TASKS TO COMPLETE:
**a.** Answer these from the hybrid event beds passage:
(i) In what town and country is the Statoil Research Centre located?
(ii) Which two kinds of characteristics do hybrid event beds exhibit?
(iii) What reservoir properties do the associated clay-rich sandy facies typically have?
**b.** According to the hybrid event beds passage, why does it matter to understand the mechanisms driving the onset of transitional and hybrid behaviour? Answer in one to three sentences.
**c.** Pick up the hybrid event beds passage after its final sentence and carry it forward.

PROVIDED PASSAGE:
* BEGIN *

Southern, Sarah J.*1; McCaffrey, William D.1; Mountney, Nigel P.1; Kane, Ian A.2
(1) School of Earth and Environment, University of Leeds, Leeds, United Kingdom.
(2) Statoil Research Centre, Sandsli, Norway.

Sedimentary gravity current deposits exhibiting both turbiditic and debritic characteristics (collectively known as hybrid event beds (HEBs)) have been recognized in Deepwater fan systems from a variety of basins over the last decade. Features of such deposits imply that at least part of the parental flows were not fully turbulent, at the time of deposition. Bathymetry is often considered to play an important role in triggering downstream transformations from turbulent to transitional or laminar flow, through bulking and clay enrichment following incision and/or through forced flow decelerations due to gradient reduction or flow interaction with obstacles.

Understanding the mechanisms driving the onset of transitional and hybrid behaviour is important as this may help better predict the distribution and extent of associated clay-rich sandy facies that typically have poor reservoir properties. Furthermore the distribution of such deposits can provide insight into the wider system response such as the presence and persistence of upstream slope disequilibrium related to tectonism or sediment supply changes that may link with sea-level or climatic changes.

* END *

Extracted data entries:

* BEGIN *

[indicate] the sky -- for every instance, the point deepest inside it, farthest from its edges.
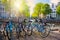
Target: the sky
(32, 3)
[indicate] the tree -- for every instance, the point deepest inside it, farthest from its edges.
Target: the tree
(24, 9)
(37, 9)
(46, 9)
(42, 9)
(58, 10)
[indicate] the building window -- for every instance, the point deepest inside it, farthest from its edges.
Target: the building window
(52, 5)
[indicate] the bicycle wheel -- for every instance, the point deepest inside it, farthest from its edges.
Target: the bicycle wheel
(28, 30)
(46, 31)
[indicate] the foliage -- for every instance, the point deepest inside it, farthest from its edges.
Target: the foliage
(41, 8)
(58, 10)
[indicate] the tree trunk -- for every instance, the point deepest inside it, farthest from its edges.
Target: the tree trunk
(42, 16)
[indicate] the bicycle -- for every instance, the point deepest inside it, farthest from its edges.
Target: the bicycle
(41, 28)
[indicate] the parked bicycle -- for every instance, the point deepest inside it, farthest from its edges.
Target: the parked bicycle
(43, 28)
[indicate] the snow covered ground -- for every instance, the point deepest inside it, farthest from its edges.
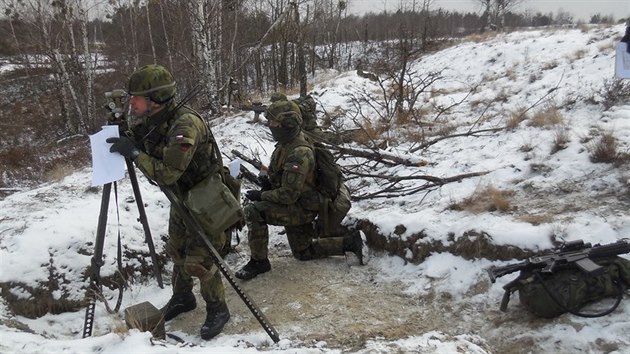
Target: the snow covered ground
(49, 231)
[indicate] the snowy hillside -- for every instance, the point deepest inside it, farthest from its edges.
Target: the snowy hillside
(538, 102)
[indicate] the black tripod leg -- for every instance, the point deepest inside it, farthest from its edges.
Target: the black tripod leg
(97, 261)
(144, 221)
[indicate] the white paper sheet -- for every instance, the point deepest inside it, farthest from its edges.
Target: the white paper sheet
(106, 166)
(622, 61)
(235, 167)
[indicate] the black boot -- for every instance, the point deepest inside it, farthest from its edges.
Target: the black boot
(178, 304)
(253, 268)
(353, 243)
(217, 316)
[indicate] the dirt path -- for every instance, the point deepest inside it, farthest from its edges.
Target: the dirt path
(332, 301)
(346, 305)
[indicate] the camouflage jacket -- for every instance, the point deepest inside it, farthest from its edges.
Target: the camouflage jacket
(176, 152)
(291, 171)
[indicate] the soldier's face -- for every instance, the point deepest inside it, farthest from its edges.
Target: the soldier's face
(274, 124)
(143, 106)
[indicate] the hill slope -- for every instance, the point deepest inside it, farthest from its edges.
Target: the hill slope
(538, 105)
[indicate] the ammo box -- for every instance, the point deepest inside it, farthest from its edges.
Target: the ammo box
(146, 318)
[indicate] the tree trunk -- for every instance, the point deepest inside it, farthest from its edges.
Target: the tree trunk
(87, 69)
(166, 40)
(150, 33)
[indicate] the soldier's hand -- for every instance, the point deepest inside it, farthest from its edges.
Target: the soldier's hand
(123, 146)
(263, 182)
(253, 195)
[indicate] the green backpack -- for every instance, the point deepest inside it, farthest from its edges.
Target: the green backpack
(329, 183)
(308, 110)
(549, 295)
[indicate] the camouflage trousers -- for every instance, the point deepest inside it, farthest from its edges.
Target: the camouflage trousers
(298, 224)
(191, 258)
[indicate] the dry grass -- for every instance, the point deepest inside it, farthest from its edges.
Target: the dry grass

* END *

SOLVED TASKS:
**a.**
(i) Sandsli, Norway.
(ii) Turbiditic and debritic characteristics.
(iii) Poor reservoir properties.

**b.** Understanding these mechanisms may help better predict the distribution and extent of the associated clay-rich sandy facies. This matters because those facies typically have poor reservoir properties.

**c.**
New research in the bathymetrically complex Namurian Southern Pennine Basin, Northern England, documents the character and distribution of HEBs in a basin floor to base-of-slope fan system that banked against a downstream confining slope. Comparative field outcrop studies of basin margin and centre settings indicate the following: 1) flow bulking and clay enrichment over above-grade slopes is considered to have been the principal driving mechanism of flow transformation; 2) forced bathymetry-driven flow decelerations had no apparent further effect on flow transformations; 3) length scales (flow run-out distances) in the basin were sufficient to allow autogenic flow transformations prior to any additional influences of confining bathymetry - which would otherwise have resulted in forced flow transformations and differing HEB characteristics and distributions; 4) HEB character may be influenced by, and thus record, changing substrate type and grade; 5) HEBs can also be sources of heterogeneity in relatively more proximal sand-rich settings; 6) HEB characteristics may provide a means by which models of basin infill can be assessed (e.g. progradation vs. aggradation; progressive vs. out-of-sequence deposition).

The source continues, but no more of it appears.